## START
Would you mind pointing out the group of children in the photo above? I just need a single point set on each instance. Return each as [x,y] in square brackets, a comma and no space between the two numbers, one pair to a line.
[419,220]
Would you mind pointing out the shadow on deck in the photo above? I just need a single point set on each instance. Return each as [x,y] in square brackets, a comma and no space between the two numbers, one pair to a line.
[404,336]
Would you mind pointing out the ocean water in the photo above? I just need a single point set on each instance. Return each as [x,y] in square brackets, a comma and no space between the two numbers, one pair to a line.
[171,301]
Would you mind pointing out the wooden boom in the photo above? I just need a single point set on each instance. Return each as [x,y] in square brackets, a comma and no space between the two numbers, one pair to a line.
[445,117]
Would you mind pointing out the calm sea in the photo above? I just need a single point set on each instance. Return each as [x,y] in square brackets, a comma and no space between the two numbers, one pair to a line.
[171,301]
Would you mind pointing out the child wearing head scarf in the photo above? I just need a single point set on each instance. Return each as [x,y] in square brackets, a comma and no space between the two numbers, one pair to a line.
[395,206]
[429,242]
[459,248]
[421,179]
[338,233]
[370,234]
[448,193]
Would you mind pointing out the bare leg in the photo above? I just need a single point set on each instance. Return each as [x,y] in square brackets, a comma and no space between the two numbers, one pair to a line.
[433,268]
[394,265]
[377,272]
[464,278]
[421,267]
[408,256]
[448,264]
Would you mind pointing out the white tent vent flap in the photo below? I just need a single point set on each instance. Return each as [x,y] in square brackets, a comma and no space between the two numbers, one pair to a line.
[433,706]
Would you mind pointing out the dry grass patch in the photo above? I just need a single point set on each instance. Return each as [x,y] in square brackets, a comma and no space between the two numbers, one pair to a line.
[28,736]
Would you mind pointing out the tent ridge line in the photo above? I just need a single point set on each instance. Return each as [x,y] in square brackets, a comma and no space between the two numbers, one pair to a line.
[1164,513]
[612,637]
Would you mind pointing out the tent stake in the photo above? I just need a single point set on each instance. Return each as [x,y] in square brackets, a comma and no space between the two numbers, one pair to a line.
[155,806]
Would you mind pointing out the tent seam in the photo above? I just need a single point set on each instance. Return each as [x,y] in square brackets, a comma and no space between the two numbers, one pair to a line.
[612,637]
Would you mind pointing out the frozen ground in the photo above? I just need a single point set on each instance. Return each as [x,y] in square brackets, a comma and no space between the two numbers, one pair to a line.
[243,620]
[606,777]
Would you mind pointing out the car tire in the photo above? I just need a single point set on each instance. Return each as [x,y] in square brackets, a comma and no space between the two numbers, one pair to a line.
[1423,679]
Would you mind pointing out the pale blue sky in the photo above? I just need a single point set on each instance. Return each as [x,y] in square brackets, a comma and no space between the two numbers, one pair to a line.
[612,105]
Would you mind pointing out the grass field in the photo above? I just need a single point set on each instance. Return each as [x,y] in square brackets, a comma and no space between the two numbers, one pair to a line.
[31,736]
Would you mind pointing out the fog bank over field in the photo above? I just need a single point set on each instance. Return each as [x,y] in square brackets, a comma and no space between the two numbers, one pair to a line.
## END
- [Aim of the exercise] Emit the full listing verbatim.

- [Complete response]
Would you mind pointing out the group of children in the photo above? I just need a single point set on each instance. Return each as [x,y] in square brackets, a comma and no space between the two numbers, one pair to a line.
[419,220]
Would you mind pointing out the shadow on deck in the photo above? I just need a single point set on each instance. Return each as [x,y] in square brackets, a comma and no space between the two numbers, one pair to a line.
[404,336]
Would you mind pointing out the ocean water in the photo above? I just need a single point set on each instance. Return each as [x,y] in square brackets, a comma and no space between the two numbers, one pair to a line.
[171,301]
Would you mind pointing out the wooden boom in the photo above? I just need a single point set on each instance. Return each as [x,y] in square brackets, a comma and no space between the two numbers, one pair to a line.
[445,117]
Would you mind pointing out the calm sea in the photo above? I just need a single point set on each instance. Return each as [x,y] in square brackets, a comma and no space between the two numbers, one pair to a line.
[171,301]
Would you mind pointing out the child wearing head scarf in the photo above? I just need a single point set on each instance. Return each as [x,y] in square brackets, a comma and no space between the two numbers, one pair to a line.
[395,206]
[429,242]
[459,248]
[421,179]
[338,233]
[370,234]
[448,193]
Would you mind pointing out the bare leg in the photo above? I just need a single point set on each instance. Return each as [x,y] in square brackets, a comma and no space between the two numbers, one pair to a line.
[433,268]
[394,265]
[377,272]
[464,278]
[421,267]
[408,256]
[448,264]
Would you mind pointing out the white tent vent flap in the photo below? I just need a single point set on each instance. Return each as [x,y] in square brackets, a comma and no space between the two numbers, one pair to a line.
[433,706]
Would you mind pointing out the dry grass patch in the photo above? I just need a single point set on each instance. Return each as [x,y] in square brackets, a comma and no space between the two numbers, one pair to a line.
[28,736]
Would you mind pointing out the tent ridge line in the photo above? I just need a single point set on each instance. Return each as [x,y] in square brackets, a comma and no space between the two numbers, one pair to a line.
[1164,513]
[612,637]
Would you mind pointing out the tent stake in the photo above? I just need a single point set on each instance. Return each as [x,y] in square brackets, a comma and no space between the two numbers, one pair to a line.
[155,806]
Would you mind pointing out the tent seam in the photo above? I just need a single point set on each instance. Return each as [x,y] in square brackets, a comma and no space between the two numbers, one pair to a line.
[612,637]
Would you mind pointing out the frozen ground in the photo above? I just need a single point set on each instance. Return each as [x,y] in square brackets, a comma and no space between the two numbers, one pair to a line.
[243,620]
[606,777]
Would you mind pointing out the car tire in the photo above? I just need a single point set on each instance. Return each as [x,y] in square brackets, a comma and no space between the two numbers, one pair to a line.
[1423,679]
Would you mind pointing out the pale blue sky in the photo above? I just need a single point set on each instance. Return each as [x,y] in square brackets, a comma and no space between the two numbers, one pair to a line.
[612,105]
Would you mind pointing out the grass field in the photo above? I just need a single point set on each instance. Return each as [x,y] in square brackets, a comma and no space between the two numbers, one pair to a line.
[31,736]
Would you mind pointing out the fog bank over field in the photo above? I just need a single point set on each instance. Return each as [x,y] in square brackets, a comma and no space between the two numbers, one pair to a line.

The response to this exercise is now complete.